DOCUMENT TEXT:
----------------------------------------

How can we reproduce it (as minimally and precisely as possible)?
- Add a piece of codes in func (w *WAL) sync() function to simulate fdatasync stuck
func (w *WAL) sync() error {
if w.encoder != nil {
if err := w.encoder.flush(); err != nil {
return err
}
}
start := time.Now()
err := fileutil.Fdatasync(w.tail().File)
//Simulate fdatasync is stuck
if fileutil.Exist("/run/etcd/fdatasync_block") {
f, err := ioutil.ReadFile("/run/etcd/fdatasync_block")
if err == nil {
str_num := strings.Trim(string(f), "\n")
block_duration, err := strconv.Atoi(str_num)
if err == nil {
time.Sleep(time.Duration(block_duration) * time.Second)
} else {
if w.lg != nil {
w.lg.Warn("Atoi error", zap.Error(err))
}
}
}
}
took := time.Since(start)
if took > warnSyncDuration {
if w.lg != nil {
w.lg.Warn(
"slow fdatasync",
zap.Duration("took", took),
zap.Duration("expected-duration", warnSyncDuration),
)
} else {
plog.Warningf("sync duration of %v, expected less than %v", took, warnSyncDuration)
}
}
walFsyncSec.Observe(took.Seconds())
return err
}
- Compile etcd with above changes.
- Apply the etcd patch in a cluster and restart them.
- Grant 3 leases with 10 seconds ttl.
- Keep different lease alive on different etcd node.
- Start to simulate fdatasync blocking on leader etcd with below commands:
mkdir /run/etcd; echo 60 > /run/etcd/fdatasync_block
- Put a kv to trigger fdatasync.
- Wait for etcd leader changing.
- Check the time to live of the lease on the new etcd leader which is kept alive on the old leader, you will see it’s expired but the keeping alive is on going on the old leader.
- Wait for about 60 seconds, the other two leases will be revoked after the old leader is recovered.
Anything else we need to know?
No response
Etcd version (please run commands below)

----------------------------------------

GOAL OF THE EXERCISE:
Please summarize the etcd reproduction steps in two sentences. The records after this point come from a separate source.

----------------------------------------

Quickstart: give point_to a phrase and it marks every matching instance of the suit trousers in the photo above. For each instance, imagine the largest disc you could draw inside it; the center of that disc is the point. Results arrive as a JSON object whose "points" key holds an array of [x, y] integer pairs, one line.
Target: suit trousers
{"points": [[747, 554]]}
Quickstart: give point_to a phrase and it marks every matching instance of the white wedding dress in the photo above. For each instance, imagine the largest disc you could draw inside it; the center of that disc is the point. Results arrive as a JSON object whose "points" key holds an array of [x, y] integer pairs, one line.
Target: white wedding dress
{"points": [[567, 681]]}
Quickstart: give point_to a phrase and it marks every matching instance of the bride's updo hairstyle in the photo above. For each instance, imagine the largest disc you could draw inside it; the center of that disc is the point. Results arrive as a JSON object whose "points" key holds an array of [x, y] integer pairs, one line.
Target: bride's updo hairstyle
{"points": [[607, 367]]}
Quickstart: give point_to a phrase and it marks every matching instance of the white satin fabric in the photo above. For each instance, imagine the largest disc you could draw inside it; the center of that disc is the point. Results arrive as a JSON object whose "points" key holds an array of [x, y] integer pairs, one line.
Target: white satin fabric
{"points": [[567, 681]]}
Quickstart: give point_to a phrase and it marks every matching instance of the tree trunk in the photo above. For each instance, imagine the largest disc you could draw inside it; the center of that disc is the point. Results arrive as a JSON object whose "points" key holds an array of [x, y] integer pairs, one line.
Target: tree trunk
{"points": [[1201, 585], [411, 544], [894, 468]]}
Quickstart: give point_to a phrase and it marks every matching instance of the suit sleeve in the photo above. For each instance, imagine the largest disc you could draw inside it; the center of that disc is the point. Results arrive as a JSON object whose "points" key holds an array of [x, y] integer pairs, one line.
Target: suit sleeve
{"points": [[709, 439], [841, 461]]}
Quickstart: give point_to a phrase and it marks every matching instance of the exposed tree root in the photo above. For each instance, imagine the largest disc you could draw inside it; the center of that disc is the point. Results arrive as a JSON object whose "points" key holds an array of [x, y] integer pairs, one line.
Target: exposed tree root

----------------------------------------

RESULT:
The steps add code to the WAL sync() function that sleeps after fdatasync for a number of seconds read from /run/etcd/fdatasync_block, then compile etcd, apply it to a cluster, grant three leases with a 10-second TTL kept alive on different nodes, write 60 to that file on the leader, and put a kv to trigger fdatasync. After the leader changes, the lease kept alive on the old leader shows as expired on the new leader while keepalive continues on the old leader, and about 60 seconds later the other two leases are revoked once the old leader recovers.